◆ Given exercise ◆
Pick out each line below that contains the word "zebra", and copy those lines unchanged.

◆ Data provided ◆
■ ■ ■ ■
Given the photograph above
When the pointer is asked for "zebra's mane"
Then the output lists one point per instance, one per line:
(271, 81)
■ ■ ■ ■
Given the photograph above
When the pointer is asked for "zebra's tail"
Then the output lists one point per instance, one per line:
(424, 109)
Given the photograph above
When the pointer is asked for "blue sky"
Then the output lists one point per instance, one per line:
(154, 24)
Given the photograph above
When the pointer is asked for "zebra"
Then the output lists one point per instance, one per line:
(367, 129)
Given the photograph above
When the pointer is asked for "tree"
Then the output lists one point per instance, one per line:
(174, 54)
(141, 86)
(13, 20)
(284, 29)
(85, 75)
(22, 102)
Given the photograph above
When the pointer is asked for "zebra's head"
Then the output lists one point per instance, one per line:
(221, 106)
■ ■ ■ ■
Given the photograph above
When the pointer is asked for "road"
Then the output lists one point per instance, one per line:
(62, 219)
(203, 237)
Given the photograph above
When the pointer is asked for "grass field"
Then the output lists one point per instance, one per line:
■ ■ ■ ■
◆ Answer for this exercise ◆
When the pointer is asked for "zebra's mane"
When the pointer is asked for "zebra's tail"
When the pointer is asked for "zebra"
When the pointer is asked for "zebra's head"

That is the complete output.